Keith: Well, you know, as someone who was a sperm donor, I can tell you I certainly did want to be a part of that child's life.
Hannah: Do you have a kid, Keith?
Keith: Sadly, no. You know, my lesbian friends, Aminy and Roni-- you met them, Tad, the pot roast people. They wanted to use my sperm, but it didn't work out. Anyway, after they started trying, they told me they didn't want to tell the child that I was the father, and it was extremely upsetting. I mean, that person would have been a part of my life.
Dad: But, honey, this story is different. The man Hannah lay with wasn't having sex with the intent to make a child.
Hannah: Nothing about his life projects the idea that he wants a child.
Keith: Well, it still doesn't change the fact that the child will be his.
Dad: Hannah's already decided. It's her body. I think we all need to do exactly what we feel is right for us. I clearly learned that lesson the hard way.
Keith: Oh, come on, you can't equate what Hannah's doing with your lifetime denial of being a gay man.
Dad: They both involve personal freedom.
Hannah: You guys don't have to get worked up about—
Dad: As a mother, Hannah has to decide what's best for the baby. And not telling the father is what she's decided is best. Are you going to tell every mother how to raise their child?
Keith: I just don't think she has enough information to make a fair decision. She doesn't know who this guy is, what he wants.
Hannah: I have a pretty good sense of who he is. He wears, like, a puka shell necklace and his days off are Thursday and Tuesday.
So, the poor surf instructor, who decided to have unprotected casual sex with a woman he barely knows, might “feel an undue burden” over having a child? (Something that neither one of them apparently considered while having unprotected sex.) That’s a valid reason for not informing him that he is a father?

--*--

## PROMPT 1:
List each speaker label that introduces a line of dialogue in the passage on Hannah's decision.
## PROMPT 2:
Pick up the passage on Hannah's decision after its final sentence and continue it.

--*--

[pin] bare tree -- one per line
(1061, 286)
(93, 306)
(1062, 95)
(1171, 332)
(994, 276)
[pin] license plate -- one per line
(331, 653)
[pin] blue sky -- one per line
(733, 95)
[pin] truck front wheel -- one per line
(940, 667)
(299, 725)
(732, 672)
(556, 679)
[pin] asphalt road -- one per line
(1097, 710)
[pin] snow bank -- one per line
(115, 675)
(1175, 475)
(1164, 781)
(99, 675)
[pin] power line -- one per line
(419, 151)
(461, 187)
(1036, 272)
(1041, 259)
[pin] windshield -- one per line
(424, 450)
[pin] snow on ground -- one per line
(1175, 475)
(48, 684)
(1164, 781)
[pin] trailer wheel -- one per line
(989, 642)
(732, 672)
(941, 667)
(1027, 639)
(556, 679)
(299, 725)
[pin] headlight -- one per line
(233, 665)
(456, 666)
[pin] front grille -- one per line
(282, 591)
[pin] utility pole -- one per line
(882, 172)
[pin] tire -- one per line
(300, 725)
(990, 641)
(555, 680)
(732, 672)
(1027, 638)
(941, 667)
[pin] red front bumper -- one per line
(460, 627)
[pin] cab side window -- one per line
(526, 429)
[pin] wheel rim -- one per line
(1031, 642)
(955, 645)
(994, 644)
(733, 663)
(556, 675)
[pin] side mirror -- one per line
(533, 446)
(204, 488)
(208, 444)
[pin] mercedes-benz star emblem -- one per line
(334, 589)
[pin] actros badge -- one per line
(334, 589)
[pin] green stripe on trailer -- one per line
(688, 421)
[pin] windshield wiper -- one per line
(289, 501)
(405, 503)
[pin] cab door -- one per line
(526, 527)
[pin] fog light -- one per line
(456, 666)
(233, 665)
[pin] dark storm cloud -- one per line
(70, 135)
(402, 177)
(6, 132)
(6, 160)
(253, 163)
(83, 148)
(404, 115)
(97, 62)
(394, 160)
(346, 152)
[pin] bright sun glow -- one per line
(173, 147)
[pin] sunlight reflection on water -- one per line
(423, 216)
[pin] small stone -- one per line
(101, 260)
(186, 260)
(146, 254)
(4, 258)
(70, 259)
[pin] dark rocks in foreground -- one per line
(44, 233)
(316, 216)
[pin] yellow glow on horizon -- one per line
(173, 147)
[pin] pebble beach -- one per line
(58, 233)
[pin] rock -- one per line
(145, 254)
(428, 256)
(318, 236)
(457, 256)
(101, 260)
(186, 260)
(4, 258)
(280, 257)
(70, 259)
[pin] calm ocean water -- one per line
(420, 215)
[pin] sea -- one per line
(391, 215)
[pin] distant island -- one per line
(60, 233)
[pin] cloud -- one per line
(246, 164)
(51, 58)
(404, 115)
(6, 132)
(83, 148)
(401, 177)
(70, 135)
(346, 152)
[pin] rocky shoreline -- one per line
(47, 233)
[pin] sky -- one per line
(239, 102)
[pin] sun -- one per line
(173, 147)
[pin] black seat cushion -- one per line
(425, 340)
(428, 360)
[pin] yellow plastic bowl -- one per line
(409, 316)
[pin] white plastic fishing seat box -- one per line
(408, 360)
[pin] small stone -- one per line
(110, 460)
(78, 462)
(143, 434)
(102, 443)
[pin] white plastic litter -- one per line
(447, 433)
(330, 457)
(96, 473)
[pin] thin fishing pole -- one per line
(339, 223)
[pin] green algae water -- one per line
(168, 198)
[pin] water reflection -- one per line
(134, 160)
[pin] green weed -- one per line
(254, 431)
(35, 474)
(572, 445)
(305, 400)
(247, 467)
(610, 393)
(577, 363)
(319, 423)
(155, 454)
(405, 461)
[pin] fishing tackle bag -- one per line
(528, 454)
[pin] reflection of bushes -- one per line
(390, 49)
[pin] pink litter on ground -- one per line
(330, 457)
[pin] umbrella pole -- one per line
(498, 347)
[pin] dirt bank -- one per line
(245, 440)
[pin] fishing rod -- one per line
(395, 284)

--*--

## EXERCISE OUTPUT 1:
Keith, Hannah, Dad

## EXERCISE OUTPUT 2:
For a feminist like Hannah to reject the notion that men should be responsible for the children they helped to create, is awfully contradictory to feminist values. Quite a conundrum Hannah is in, wanting to disavow men altogether by not informing the father and wishing for a girl or “the gayest boy in the entire world,” yet also letting men off the hook for any responsibility, such as child support, for their child.
It speaks to how men seem to often benefit the most from having abortion as an option, since it allows them to have random, casual sex and not have to be responsible for the consequences - after all, it's her body, her choice. Perhaps that could explain why Playboy is such a strong supporter of abortion?
Surprisingly, Hannah’s father’s partner Keith argues for telling the baby's father since he was upset at being cut out of the picture after donating sperm to his lesbian friends.
Hannah’s father, however, reverts to the same selfish, pro-abortion catch phrases that Hannah used before with Marnie, saying it’s “her body” and that we all “need to do exactly what we feel is right for us,” while somehow equating it with his “lifetime denial of being a gay man,” as Keith points out and disagrees with. But Hannah’s father persists saying that “they both involve personal freedom.”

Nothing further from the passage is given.